══ Text passage ══
Data Privacy

DPDP Act 2023: How India's Data Protection Law Impacts Your Contracts

February 12, 2026 9 min read
DPDP Act Contracts Impact

India's Digital Personal Data Protection Act 2023 (DPDP Act) is no longer just a policy discussion—it's now law. If your business collects, processes, or stores personal data of Indian citizens, every contract you sign (from vendor agreements to employment contracts) needs to be DPDP-compliant.

Non-compliance isn't just a legal risk. It's a financial one: penalties under the DPDP Act can reach up to ₹250 crore per violation.

What is the DPDP Act 2023?

The Digital Personal Data Protection Act 2023 is India's comprehensive data privacy law. It regulates how organizations (called Data Fiduciaries) collect, process, and store digital personal data of individuals (called Data Principals).

Key concepts you must understand:

🔒 Data Fiduciary

Any entity that determines the purpose and means of processing personal data. If your company collects customer information, you are a Data Fiduciary.

🔒 Data Processor

Any entity that processes data on behalf of a Data Fiduciary. This includes your cloud providers, analytics vendors, CRM tools, and payment processors.

🔒 Data Principal

The individual whose personal data is being processed. Your customers, employees, and users are all Data Principals.

🔒 Significant Data Fiduciary

Organizations processing data at scale that are notified by the government. They face additional obligations like mandatory Data Protection Officers and periodic audits.

How the DPDP Act Changes Your Contracts

1. Vendor & Data Processing Agreements

Every vendor that touches personal data needs a Data Processing Agreement (DPA). This must clearly specify:

  • What data is being processed and for what purpose
  • Duration and method of processing
  • Security measures the processor must implement
  • Obligations upon contract termination (data deletion/return)
  • Sub-processor approval requirements
  • Breach notification timelines

2. Employment Contracts

Employee data is personal data under the DPDP Act. Your employment contracts must now include:

  • Clear notice about what employee data is collected
  • Purpose of data collection (payroll, performance tracking, background checks)
═══
══ Stored rows ══
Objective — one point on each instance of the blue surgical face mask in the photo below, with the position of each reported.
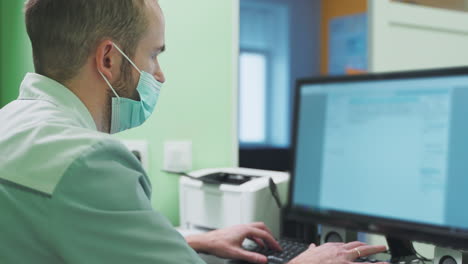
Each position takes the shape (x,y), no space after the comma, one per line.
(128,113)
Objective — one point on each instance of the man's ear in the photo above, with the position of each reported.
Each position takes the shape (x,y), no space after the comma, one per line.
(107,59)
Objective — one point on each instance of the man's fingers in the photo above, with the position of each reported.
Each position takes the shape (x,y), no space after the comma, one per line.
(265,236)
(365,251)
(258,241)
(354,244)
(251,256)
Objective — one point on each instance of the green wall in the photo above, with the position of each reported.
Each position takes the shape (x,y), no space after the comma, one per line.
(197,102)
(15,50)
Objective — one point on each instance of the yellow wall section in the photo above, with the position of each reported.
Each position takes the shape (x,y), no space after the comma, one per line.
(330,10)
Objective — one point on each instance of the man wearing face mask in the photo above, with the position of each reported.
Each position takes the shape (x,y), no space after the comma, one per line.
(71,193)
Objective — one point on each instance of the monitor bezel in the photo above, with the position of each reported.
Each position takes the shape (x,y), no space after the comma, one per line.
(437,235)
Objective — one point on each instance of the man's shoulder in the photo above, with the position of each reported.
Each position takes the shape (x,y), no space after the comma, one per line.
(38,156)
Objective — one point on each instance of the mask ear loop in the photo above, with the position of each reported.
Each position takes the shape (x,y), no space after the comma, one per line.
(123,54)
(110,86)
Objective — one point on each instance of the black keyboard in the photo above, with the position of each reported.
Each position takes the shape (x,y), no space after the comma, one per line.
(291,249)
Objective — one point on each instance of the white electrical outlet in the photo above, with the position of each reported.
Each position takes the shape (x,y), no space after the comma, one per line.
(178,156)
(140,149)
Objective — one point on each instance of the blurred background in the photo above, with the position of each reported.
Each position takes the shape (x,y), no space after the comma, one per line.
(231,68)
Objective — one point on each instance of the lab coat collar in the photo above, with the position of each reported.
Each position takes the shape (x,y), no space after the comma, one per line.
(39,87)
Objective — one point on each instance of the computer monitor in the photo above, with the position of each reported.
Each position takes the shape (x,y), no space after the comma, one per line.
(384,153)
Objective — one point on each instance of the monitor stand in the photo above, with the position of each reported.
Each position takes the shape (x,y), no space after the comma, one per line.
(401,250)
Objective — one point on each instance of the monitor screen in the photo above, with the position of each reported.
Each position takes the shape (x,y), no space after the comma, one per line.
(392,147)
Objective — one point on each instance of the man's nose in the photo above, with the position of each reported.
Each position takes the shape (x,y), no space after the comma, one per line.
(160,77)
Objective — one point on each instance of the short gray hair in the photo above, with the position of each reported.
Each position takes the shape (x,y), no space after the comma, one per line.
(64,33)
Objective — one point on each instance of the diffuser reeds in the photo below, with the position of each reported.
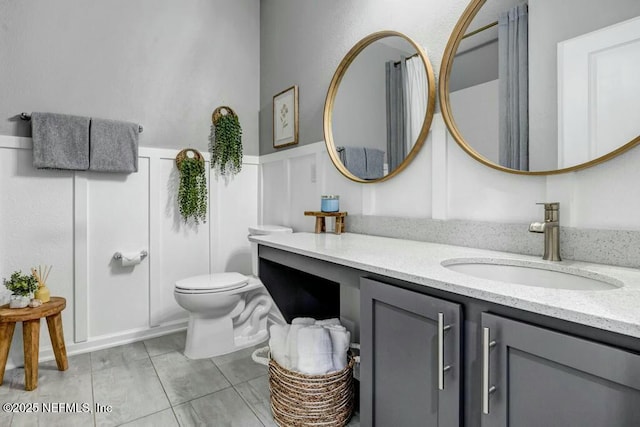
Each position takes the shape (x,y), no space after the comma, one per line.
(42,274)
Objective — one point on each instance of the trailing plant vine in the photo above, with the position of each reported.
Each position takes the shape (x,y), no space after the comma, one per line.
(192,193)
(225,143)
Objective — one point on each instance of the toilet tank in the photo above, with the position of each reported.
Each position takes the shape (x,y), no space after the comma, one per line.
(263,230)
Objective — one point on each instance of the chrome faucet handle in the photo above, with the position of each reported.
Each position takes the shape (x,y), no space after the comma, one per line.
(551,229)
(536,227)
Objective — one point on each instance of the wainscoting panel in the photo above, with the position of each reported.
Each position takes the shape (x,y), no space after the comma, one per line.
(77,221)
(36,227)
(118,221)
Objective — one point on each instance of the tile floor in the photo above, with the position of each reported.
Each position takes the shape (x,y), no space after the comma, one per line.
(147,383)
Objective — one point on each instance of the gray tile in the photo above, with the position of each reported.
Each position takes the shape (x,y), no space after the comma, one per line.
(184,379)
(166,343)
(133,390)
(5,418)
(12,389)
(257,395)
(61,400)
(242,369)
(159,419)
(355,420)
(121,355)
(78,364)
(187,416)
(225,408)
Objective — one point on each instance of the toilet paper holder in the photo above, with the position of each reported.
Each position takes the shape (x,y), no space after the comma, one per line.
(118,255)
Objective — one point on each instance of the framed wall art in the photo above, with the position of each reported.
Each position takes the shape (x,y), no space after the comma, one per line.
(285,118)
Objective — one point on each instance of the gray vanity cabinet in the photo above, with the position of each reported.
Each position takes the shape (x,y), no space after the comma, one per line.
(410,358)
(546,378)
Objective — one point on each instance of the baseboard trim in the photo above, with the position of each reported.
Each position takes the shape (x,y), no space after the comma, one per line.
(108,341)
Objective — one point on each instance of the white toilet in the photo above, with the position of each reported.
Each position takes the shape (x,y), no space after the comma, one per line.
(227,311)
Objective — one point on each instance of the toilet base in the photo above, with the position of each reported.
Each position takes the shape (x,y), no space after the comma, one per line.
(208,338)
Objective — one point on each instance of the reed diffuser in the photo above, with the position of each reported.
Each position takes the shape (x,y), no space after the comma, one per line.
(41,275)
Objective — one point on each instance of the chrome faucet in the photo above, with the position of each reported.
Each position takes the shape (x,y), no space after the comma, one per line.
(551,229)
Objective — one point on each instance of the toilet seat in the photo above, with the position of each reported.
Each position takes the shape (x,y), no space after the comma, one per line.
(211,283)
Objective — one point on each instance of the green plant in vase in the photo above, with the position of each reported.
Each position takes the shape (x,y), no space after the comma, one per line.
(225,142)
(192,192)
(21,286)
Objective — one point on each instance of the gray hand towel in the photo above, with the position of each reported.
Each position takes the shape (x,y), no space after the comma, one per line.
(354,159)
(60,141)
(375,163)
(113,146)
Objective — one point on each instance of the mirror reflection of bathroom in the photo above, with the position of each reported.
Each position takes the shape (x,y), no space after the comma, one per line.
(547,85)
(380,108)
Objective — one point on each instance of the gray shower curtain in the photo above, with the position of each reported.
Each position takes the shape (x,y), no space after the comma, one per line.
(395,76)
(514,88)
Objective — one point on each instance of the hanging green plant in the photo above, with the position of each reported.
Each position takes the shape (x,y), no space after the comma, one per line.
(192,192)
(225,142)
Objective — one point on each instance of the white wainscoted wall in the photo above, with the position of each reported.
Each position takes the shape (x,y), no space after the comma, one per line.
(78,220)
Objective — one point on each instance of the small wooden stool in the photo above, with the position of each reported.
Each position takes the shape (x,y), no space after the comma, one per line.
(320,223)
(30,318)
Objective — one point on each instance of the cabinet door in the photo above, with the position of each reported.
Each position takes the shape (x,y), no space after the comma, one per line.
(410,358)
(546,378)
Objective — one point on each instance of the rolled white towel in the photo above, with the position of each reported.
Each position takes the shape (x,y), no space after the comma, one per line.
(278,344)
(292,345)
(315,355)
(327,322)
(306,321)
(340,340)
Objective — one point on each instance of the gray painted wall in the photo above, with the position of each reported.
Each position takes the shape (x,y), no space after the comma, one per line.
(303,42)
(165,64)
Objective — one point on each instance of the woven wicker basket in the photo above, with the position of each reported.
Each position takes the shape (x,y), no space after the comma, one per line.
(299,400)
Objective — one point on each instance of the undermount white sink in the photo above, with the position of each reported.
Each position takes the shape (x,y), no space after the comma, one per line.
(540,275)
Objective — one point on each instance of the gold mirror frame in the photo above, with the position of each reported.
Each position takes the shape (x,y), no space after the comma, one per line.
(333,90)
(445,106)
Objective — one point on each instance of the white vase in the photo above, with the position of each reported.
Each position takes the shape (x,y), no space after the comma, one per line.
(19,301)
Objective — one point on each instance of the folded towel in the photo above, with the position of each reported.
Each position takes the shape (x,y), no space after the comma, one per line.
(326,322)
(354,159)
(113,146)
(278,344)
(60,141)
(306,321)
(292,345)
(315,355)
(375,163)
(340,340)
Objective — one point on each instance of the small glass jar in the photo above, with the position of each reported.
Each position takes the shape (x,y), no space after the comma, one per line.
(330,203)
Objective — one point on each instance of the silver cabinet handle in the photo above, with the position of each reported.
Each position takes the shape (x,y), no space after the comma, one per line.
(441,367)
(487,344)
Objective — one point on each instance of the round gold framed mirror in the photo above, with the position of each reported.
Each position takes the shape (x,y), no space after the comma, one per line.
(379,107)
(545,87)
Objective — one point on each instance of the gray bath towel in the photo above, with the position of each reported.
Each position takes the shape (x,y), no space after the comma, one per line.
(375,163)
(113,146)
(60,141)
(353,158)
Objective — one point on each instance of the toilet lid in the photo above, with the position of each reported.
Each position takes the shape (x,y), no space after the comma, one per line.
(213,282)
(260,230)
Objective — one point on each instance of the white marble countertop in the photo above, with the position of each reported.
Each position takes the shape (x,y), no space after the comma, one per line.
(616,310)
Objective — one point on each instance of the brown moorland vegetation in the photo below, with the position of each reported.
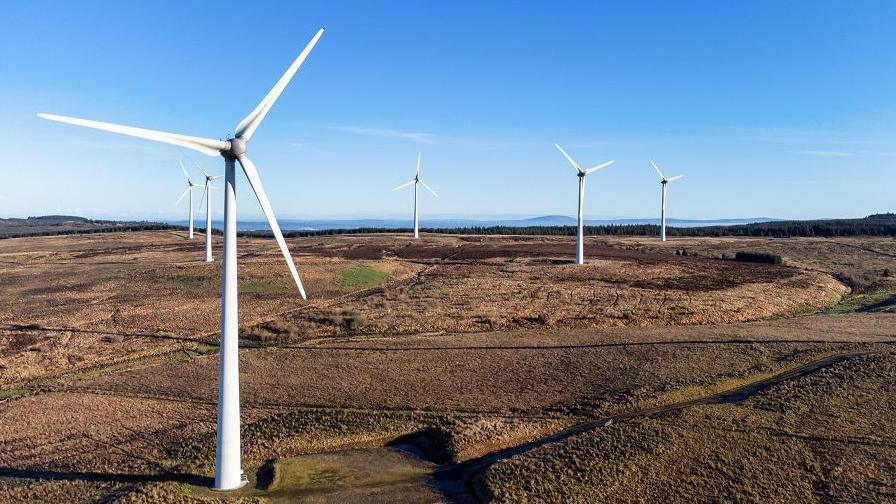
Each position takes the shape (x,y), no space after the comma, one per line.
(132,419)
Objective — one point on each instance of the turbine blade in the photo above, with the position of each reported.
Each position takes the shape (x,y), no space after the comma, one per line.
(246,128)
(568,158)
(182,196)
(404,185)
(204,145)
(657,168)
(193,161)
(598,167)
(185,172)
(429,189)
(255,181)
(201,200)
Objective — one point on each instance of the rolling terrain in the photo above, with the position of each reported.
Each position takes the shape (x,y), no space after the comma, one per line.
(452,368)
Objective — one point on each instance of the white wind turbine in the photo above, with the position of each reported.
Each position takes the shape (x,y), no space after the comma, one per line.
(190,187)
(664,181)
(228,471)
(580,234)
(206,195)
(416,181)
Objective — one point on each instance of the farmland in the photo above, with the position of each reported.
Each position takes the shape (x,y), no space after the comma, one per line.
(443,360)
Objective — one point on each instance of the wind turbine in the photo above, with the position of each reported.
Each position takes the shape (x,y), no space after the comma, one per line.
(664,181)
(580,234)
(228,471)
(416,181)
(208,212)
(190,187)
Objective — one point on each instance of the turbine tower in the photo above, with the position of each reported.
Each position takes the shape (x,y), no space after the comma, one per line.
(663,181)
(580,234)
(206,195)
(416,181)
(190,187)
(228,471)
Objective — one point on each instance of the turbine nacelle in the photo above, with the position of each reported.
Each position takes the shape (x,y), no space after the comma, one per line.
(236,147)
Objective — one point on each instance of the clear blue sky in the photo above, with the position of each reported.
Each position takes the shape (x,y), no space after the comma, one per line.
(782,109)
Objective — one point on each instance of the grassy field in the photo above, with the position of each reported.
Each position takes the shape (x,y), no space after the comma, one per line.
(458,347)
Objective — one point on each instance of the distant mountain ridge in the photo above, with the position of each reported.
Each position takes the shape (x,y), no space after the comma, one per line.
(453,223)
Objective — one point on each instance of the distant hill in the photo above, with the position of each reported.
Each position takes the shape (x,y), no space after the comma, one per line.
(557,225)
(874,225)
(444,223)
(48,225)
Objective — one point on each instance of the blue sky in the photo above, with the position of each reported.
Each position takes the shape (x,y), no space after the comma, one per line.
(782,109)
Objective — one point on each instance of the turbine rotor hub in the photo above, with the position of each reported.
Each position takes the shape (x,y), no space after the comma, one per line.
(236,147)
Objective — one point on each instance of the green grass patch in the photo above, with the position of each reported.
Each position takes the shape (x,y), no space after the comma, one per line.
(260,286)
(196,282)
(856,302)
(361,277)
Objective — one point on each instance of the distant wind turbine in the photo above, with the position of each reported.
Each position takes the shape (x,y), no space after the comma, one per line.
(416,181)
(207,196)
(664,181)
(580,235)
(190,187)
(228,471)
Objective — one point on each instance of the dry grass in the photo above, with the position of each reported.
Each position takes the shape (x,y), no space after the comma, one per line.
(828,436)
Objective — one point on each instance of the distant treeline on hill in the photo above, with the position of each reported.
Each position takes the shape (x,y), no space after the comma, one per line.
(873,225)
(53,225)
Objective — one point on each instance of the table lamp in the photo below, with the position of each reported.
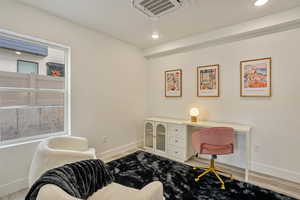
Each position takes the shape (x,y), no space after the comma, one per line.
═══
** What you need to do **
Reproduce the part of the DPDP Act article starting at "DPDP Act 2023: How" and ending at "to be DPDP-compliant.". The rows have nothing to do with the DPDP Act article.

** Exercise output **
DPDP Act 2023: How India's Data Protection Law Impacts Your Contracts

February 12, 2026 9 min read
DPDP Act Contracts Impact

India's Digital Personal Data Protection Act 2023 (DPDP Act) is no longer just a policy discussion—it's now law. If your business collects, processes, or stores personal data of Indian citizens, every contract you sign (from vendor agreements to employment contracts) needs to be DPDP-compliant.